-- Opening Marker --

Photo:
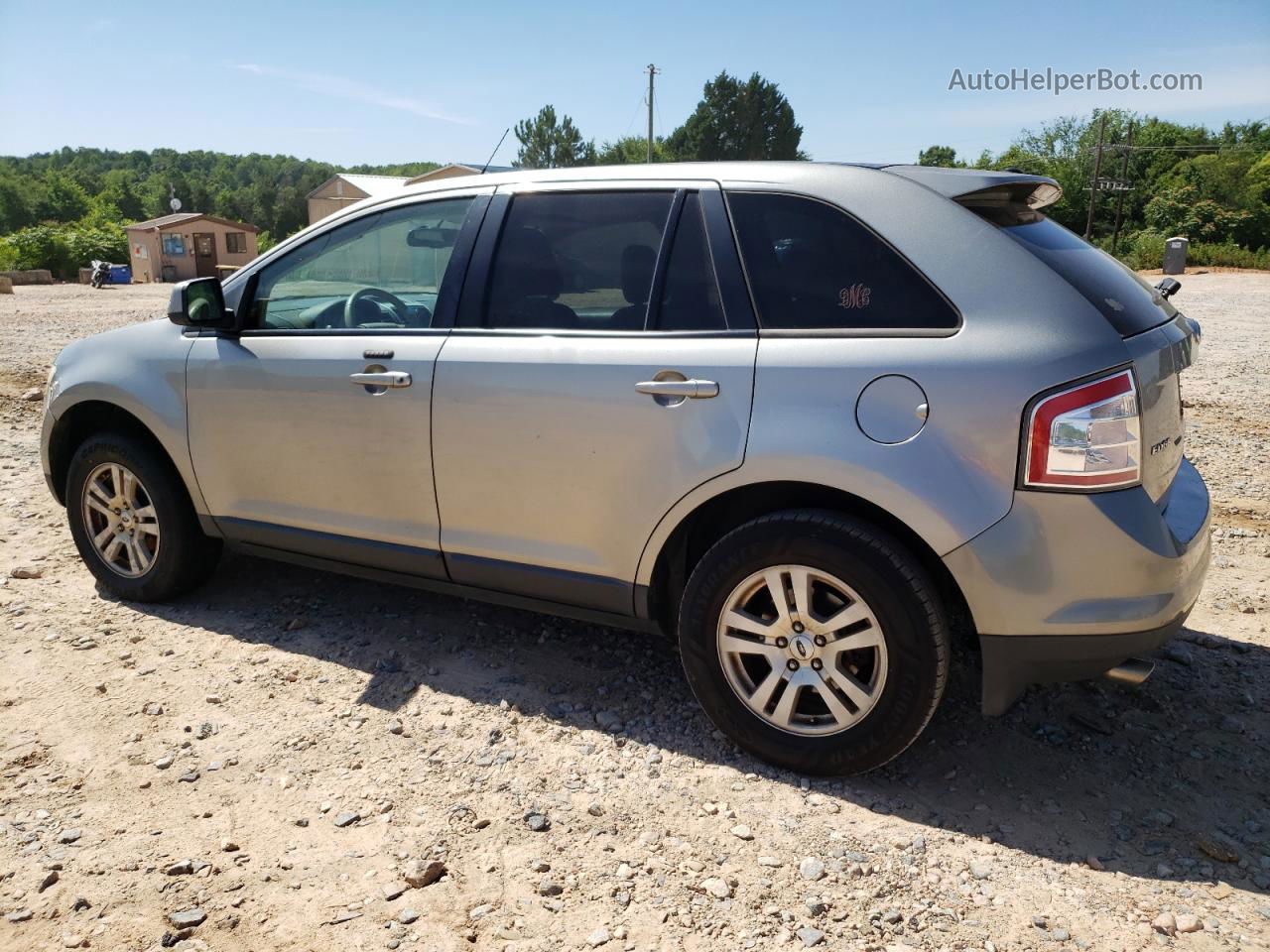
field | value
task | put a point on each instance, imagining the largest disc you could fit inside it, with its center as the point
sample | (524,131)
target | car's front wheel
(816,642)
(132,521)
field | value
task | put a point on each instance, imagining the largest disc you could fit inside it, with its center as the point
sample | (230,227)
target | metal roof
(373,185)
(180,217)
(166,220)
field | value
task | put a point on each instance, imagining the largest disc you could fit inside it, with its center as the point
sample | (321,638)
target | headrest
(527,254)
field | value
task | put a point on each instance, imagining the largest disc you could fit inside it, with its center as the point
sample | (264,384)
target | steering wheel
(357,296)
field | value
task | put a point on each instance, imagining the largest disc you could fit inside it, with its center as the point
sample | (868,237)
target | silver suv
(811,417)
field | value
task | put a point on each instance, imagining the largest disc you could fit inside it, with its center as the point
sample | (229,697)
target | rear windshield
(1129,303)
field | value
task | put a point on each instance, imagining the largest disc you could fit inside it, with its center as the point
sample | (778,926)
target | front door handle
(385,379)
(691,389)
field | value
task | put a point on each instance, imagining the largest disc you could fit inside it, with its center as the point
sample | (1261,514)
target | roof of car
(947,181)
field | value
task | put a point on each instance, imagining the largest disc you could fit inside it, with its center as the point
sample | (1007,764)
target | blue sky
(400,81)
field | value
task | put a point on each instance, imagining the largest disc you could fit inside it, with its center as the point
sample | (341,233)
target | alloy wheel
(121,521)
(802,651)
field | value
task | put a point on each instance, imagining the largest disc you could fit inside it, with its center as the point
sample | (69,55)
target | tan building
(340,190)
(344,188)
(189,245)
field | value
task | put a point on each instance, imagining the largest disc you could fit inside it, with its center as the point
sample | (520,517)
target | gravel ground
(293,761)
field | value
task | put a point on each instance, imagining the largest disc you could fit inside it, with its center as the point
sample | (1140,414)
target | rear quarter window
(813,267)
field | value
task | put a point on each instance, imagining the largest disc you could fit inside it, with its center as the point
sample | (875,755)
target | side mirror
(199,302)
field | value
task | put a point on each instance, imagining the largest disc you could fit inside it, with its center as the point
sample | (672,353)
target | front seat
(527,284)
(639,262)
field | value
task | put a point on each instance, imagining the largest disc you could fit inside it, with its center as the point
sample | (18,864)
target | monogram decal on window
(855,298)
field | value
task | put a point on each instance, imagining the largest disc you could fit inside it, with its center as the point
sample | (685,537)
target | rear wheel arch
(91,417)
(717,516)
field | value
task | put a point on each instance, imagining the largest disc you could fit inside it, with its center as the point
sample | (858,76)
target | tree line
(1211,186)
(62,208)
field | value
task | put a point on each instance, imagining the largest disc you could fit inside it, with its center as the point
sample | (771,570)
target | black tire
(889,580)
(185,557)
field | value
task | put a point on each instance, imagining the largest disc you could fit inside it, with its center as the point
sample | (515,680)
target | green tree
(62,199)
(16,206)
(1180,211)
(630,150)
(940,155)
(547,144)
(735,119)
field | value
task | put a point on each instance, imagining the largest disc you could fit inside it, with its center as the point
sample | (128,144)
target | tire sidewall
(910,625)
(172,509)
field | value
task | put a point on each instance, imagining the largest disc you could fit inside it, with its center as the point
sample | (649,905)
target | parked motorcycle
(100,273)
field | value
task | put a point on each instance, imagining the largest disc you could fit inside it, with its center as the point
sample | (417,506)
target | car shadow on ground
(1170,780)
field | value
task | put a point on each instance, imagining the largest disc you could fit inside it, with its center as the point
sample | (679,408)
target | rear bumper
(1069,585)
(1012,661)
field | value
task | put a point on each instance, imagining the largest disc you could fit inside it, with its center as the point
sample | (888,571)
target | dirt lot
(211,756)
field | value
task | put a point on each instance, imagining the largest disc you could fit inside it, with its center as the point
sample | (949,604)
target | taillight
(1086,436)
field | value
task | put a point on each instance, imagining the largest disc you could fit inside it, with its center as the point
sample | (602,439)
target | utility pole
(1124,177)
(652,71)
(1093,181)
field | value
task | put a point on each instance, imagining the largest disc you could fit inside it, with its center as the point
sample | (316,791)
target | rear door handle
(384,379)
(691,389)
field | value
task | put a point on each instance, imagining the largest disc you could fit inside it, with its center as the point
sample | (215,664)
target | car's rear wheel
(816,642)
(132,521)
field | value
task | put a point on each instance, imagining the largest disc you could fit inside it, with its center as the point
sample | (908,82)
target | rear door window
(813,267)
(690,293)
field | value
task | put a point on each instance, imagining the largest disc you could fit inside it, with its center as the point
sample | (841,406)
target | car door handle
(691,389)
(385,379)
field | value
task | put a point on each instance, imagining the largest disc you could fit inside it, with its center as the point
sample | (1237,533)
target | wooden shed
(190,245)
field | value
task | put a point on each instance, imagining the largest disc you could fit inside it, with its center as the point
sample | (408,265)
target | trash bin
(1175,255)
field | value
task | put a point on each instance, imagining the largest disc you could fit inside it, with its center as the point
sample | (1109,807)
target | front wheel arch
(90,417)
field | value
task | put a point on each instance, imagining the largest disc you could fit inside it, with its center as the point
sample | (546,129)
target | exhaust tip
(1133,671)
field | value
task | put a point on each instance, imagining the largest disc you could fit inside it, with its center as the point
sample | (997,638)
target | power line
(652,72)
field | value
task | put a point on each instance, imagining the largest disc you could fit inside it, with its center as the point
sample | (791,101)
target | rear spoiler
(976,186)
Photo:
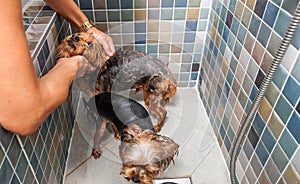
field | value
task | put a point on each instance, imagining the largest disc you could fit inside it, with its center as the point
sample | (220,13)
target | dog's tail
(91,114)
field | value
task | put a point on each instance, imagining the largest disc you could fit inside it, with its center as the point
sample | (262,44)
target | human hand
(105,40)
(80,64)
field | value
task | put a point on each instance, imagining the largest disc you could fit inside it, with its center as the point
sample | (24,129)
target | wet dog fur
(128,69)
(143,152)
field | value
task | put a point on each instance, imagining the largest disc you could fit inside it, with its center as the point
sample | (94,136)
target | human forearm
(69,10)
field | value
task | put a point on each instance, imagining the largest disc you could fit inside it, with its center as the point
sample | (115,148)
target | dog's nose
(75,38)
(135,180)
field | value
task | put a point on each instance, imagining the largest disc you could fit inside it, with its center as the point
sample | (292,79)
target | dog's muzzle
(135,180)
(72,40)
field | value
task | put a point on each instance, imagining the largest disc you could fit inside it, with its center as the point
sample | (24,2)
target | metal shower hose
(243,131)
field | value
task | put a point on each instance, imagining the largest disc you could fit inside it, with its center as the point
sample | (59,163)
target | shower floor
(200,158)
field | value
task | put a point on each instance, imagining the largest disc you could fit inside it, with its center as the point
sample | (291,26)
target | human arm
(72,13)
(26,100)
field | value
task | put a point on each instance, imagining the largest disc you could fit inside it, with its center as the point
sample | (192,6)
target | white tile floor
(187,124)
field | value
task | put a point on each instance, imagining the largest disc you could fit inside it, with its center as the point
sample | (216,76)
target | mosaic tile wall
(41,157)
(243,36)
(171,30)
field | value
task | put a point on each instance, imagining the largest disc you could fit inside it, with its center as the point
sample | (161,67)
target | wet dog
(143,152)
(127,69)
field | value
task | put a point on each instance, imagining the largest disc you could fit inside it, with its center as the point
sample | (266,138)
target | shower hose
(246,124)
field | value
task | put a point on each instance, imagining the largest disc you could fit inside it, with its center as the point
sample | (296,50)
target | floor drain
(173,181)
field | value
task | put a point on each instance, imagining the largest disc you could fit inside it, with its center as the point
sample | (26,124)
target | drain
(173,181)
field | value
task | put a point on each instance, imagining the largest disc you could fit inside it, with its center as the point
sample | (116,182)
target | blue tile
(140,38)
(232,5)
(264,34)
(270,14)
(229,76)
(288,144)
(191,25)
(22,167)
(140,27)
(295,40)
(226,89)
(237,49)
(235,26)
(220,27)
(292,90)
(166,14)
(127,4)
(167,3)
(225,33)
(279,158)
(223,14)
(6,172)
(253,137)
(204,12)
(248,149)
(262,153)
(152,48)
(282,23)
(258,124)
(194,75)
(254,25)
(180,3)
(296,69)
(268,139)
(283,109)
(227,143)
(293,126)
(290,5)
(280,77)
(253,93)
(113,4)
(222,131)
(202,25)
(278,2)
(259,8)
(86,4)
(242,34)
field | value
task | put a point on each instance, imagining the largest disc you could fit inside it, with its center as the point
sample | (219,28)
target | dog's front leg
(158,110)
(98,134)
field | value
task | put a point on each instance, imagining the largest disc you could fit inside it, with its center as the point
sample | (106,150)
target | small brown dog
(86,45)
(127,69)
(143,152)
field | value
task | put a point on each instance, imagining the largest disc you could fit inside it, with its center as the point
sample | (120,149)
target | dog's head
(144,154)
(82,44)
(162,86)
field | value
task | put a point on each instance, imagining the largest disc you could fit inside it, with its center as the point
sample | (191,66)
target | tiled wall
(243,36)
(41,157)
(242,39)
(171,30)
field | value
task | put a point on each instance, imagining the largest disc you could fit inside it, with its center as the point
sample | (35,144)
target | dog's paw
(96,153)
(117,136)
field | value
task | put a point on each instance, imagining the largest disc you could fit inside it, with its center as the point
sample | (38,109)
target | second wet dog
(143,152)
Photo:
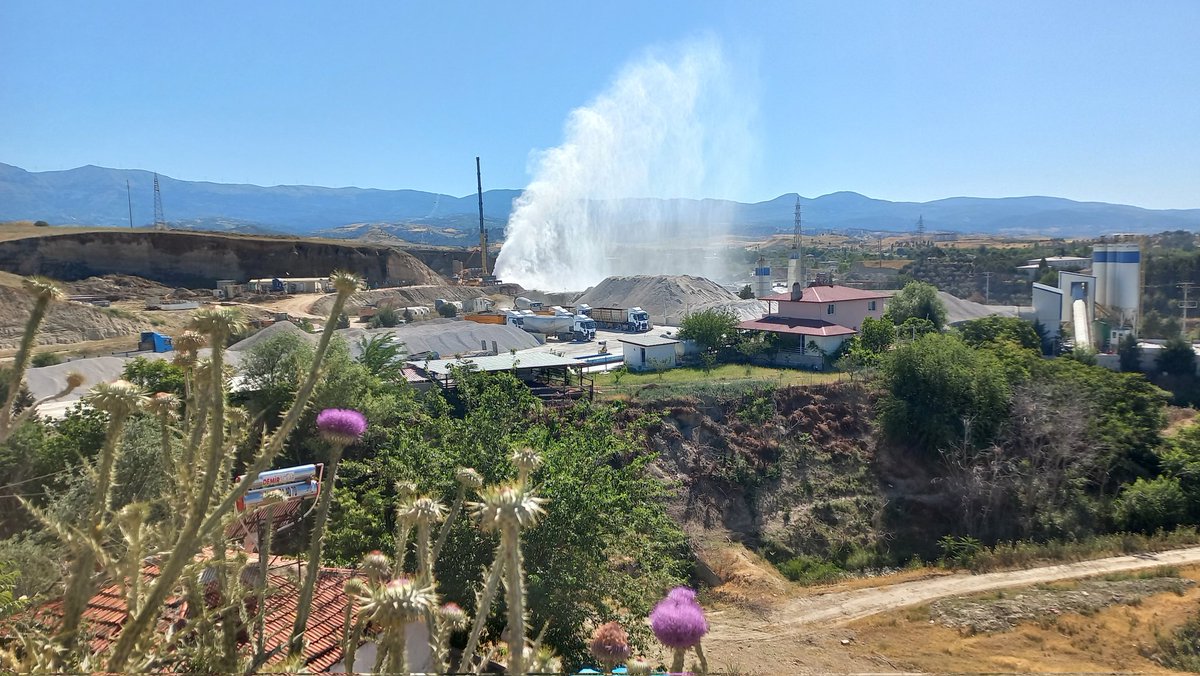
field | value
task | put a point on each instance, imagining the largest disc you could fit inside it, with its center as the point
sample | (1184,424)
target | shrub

-- Closing Marker --

EXERCISE: Look through the entries above and quote exactly the lines from the line with "sample | (26,124)" to the line with "sample | (116,182)", counting both of those lines.

REPLY TO THE TASK:
sample | (26,124)
target | drain
(173,181)
field | value
task | put a point on each instance, imagining the largest disc you could fit inside it, with its center as the point
sample | (116,182)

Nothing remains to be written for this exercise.